# Spotted this at WotC's boards.



## Morrus (Jan 17, 2002)

Archetypical Messageboard Personalities: http://boards.wizards.com/rpg/ultimatebb.php?ubb=get_topic&f=139&t=000714

The guy's pretty spot on.


----------



## Coik (Jan 17, 2002)

Bah.  Mine are much better.

http://www.geocities.com/coik/tocp.html

A little out of date, but much better.


----------



## Darkness (Jan 18, 2002)

The list of the flame warriors also comes to mind here. 
(BTW, I believe it was you, Morrus, who pointed out this site months ago in Nutkinland?)


----------



## EricNoah (Jan 18, 2002)

I very honestly don't see myself on that first list.  Where is "slutty cheerleader"??


----------



## EricNoah (Jan 18, 2002)

Darkness said:
			
		

> *The list of the flame warriors also comes to mind here.
> (BTW, I believe it was you, Morrus, who pointed out this site months ago in Nutkinland?) *




Ooh, good one, Darkness formerly known as the Shadow of My Former Self.  I saw TWO that might apply!


----------



## Horacio (Jan 18, 2002)

EricNoah said:
			
		

> *I very honestly don't see myself on that first list.  Where is "slutty cheerleader"?? *




Eric, I would place you at the _Founder, high priest and spiritual beacon_ category... or maybe at the _grandson of the virtuous grandmmother_ one.


----------



## Ashtal (Jan 18, 2002)

I think I'm a combo of the Bliss Ninny and the Netiquette Nazi. 

I actually do have a cat on my lap, right this minute.


----------



## WSmith (Jan 18, 2002)

Now this is me, (or at least it was me before the switch. I am a newbie again with 4-5 posts.  ) Of course I don't think anyone had a post count over 5000 in EN World. )  



> The Old Soldier: This veteran has a member number below 500 and a post count above 5000. He spends most of his time discussing the "good ole days" and analyzing the trends and patterns of the boards. No matter how good your post is, he will ignore it in favor of reminiscing about the "Golden Age" of the boards.


----------



## Darkness (Jan 18, 2002)

And which flame warriors apply to you, Eric? 



			
				WSmith said:
			
		

> *Now this is me, (or at least it was me before the switch. I am a newbie again with 4-5 posts.  ) Of course I don't think anyone had a post count over 5000 in EN World. )
> 
> *



Though Piratecat and Caliban certainly  came close to 5,000.


----------

INFORMATION SHOWN:
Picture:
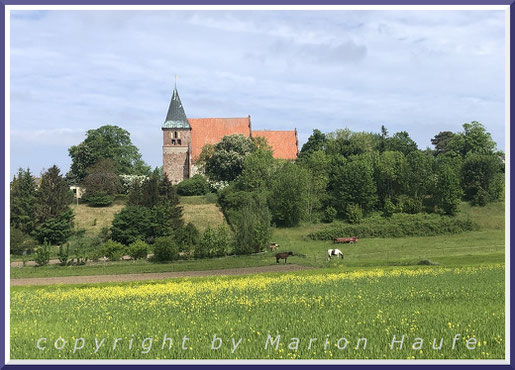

SHORT TASK: Revise the message board thread from the words "## Morrus (Jan" through the words "Coik (Jan 17, 2002)", changing "Messageboard" to "Forum".

ANSWER FOR THE TASK:
## Morrus (Jan 17, 2002)

Archetypical Forum Personalities: http://boards.wizards.com/rpg/ultimatebb.php?ubb=get_topic&f=139&t=000714

The guy's pretty spot on.


----------



## Coik (Jan 17, 2002)